TASK GOAL: Write out exactly, please, the lines from the one containing "If you could drop a marker on the floor" to the end of the material.

(Items listed in a dataset)

____________________

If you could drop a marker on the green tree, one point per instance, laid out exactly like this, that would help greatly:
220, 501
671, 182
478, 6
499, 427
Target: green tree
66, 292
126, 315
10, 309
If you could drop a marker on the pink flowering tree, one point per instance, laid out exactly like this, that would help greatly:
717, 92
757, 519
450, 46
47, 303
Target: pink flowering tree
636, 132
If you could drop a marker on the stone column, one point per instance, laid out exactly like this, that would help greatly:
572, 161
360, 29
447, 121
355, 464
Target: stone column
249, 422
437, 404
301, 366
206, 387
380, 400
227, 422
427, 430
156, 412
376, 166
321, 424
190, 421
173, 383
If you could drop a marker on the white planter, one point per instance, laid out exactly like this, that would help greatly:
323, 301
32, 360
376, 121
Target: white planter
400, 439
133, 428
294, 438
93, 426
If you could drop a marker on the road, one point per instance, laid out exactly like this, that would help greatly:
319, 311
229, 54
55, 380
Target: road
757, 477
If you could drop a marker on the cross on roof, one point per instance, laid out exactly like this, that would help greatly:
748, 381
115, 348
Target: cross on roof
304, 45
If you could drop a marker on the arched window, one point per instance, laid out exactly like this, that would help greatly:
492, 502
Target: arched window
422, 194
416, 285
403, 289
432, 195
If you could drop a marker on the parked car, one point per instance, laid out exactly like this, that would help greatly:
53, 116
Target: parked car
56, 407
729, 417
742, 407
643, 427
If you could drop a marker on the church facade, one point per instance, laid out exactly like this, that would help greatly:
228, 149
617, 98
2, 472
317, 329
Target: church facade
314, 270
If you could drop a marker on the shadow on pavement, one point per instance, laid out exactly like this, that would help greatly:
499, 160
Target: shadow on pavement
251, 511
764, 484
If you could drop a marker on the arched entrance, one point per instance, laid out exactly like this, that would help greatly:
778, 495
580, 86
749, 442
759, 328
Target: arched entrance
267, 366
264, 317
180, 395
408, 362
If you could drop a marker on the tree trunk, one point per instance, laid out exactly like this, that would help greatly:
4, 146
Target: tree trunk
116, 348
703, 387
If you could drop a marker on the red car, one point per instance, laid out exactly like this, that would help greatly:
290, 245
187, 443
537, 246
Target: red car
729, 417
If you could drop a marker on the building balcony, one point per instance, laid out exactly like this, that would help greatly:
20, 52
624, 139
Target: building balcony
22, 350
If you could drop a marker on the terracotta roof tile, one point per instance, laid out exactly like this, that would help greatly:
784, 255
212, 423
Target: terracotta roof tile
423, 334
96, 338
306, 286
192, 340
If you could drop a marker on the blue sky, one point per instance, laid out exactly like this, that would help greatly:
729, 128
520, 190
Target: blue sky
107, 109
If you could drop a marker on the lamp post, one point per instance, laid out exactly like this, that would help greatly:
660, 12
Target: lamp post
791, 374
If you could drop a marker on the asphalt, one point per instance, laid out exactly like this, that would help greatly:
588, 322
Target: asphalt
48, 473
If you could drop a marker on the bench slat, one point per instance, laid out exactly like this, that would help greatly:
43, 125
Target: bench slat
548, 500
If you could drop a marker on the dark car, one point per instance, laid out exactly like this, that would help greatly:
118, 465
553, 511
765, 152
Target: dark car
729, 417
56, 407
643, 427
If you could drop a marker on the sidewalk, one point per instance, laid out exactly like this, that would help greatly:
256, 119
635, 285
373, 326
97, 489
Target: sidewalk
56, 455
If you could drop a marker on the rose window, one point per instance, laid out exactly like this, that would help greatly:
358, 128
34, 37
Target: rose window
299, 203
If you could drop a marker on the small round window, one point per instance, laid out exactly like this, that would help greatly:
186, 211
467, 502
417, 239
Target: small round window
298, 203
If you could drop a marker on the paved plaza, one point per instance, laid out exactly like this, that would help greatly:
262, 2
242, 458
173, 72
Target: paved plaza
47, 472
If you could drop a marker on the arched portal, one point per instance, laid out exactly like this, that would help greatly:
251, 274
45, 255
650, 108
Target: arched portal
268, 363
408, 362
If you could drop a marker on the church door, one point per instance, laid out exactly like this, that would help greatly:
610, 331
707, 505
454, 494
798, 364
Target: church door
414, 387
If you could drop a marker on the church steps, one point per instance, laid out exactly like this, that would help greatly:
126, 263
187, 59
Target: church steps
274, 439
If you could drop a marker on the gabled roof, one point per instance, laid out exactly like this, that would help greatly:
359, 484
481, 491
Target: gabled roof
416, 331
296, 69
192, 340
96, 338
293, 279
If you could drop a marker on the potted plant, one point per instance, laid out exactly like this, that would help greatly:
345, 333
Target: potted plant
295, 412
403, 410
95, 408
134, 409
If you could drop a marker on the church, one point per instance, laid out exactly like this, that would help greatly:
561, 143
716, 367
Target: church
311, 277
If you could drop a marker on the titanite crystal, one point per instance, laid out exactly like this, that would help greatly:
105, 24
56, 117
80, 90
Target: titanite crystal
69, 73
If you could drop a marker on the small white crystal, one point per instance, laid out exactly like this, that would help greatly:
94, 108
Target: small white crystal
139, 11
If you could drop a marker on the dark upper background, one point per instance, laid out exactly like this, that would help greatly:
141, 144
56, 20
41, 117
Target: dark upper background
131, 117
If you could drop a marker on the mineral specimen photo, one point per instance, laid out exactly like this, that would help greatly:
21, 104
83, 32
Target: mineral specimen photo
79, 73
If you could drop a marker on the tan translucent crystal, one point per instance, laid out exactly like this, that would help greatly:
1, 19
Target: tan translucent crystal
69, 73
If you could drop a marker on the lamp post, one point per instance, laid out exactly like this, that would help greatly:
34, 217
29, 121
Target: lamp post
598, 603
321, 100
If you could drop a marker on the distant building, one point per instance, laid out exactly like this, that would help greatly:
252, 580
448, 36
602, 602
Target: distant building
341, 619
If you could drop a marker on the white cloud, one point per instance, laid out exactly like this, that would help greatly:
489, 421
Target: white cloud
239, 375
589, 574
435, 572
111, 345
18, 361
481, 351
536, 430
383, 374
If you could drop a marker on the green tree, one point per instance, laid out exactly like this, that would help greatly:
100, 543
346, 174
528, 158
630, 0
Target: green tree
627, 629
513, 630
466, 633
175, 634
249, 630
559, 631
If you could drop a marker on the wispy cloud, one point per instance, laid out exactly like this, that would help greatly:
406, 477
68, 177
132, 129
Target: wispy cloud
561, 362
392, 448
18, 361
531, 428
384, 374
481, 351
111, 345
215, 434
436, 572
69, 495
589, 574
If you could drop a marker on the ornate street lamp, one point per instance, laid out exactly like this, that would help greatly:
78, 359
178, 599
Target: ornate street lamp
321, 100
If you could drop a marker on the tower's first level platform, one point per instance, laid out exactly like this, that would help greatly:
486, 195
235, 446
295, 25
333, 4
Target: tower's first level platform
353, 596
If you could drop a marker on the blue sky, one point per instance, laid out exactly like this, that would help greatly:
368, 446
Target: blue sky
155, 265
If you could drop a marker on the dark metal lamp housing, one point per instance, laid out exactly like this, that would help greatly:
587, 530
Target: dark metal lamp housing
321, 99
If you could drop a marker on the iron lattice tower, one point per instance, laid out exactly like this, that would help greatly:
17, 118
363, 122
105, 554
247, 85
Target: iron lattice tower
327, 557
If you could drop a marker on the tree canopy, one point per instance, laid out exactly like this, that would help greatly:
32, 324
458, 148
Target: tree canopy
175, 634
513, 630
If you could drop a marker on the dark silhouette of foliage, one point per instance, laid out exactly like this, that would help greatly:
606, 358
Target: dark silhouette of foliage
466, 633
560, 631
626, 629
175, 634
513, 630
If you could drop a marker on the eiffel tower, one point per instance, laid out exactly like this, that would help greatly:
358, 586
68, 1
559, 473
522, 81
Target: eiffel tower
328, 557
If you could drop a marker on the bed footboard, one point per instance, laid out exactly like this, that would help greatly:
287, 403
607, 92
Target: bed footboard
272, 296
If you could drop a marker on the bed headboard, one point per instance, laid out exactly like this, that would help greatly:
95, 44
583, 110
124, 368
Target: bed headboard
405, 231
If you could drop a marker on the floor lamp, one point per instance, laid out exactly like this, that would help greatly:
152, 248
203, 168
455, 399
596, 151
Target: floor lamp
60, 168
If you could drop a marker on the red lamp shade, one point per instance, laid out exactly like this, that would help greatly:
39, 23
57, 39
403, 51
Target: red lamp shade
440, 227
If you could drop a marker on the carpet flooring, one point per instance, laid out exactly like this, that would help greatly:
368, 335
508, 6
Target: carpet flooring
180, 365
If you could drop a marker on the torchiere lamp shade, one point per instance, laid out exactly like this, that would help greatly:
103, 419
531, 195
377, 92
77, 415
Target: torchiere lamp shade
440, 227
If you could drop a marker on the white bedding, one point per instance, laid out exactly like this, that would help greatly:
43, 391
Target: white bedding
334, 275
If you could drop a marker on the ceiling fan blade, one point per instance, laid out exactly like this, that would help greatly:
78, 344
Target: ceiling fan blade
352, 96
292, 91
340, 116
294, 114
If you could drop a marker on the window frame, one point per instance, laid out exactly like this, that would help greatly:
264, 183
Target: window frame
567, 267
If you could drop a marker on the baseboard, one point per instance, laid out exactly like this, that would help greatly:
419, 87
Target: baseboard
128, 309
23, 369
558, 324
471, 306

____________________

SOLVED EXERCISE:
If you could drop a marker on the floor lamp, one point per instance, laid out exactly like this, that would help greatly:
152, 248
203, 168
455, 399
596, 151
Target: floor lamp
60, 168
If you could drop a marker on the red lamp shade, one point per instance, laid out exactly like this, that would help greatly:
39, 23
57, 39
403, 51
Target: red lamp shade
440, 227
If you could drop a marker on the carpet flooring, one point per instance, laid out exactly like this, that would help greatly:
368, 335
508, 6
Target: carpet flooring
180, 365
If you could drop a marker on the torchiere lamp shade, one point per instance, laid out exactly like this, that would help greatly:
103, 419
531, 195
377, 92
77, 415
Target: torchiere lamp shade
440, 227
If you could drop a marker on the white bedding, one point per instance, laid out exactly like this, that would help greatly:
43, 391
Target: white bedding
334, 275
If you could drop a marker on the ceiling fan blade, one point per instance, laid out exactly like this, that would help greatly:
78, 344
Target: ceiling fan blade
352, 96
292, 91
340, 116
294, 114
If you could drop a marker on the window frame, one point per instance, laid out exactly like this, that would help greatly:
264, 183
Target: window frame
567, 267
If you could drop a marker on the baseboard, one point per instance, laid out exactly like this, that would help greatly:
419, 87
Target: baseboard
128, 309
23, 369
558, 324
471, 306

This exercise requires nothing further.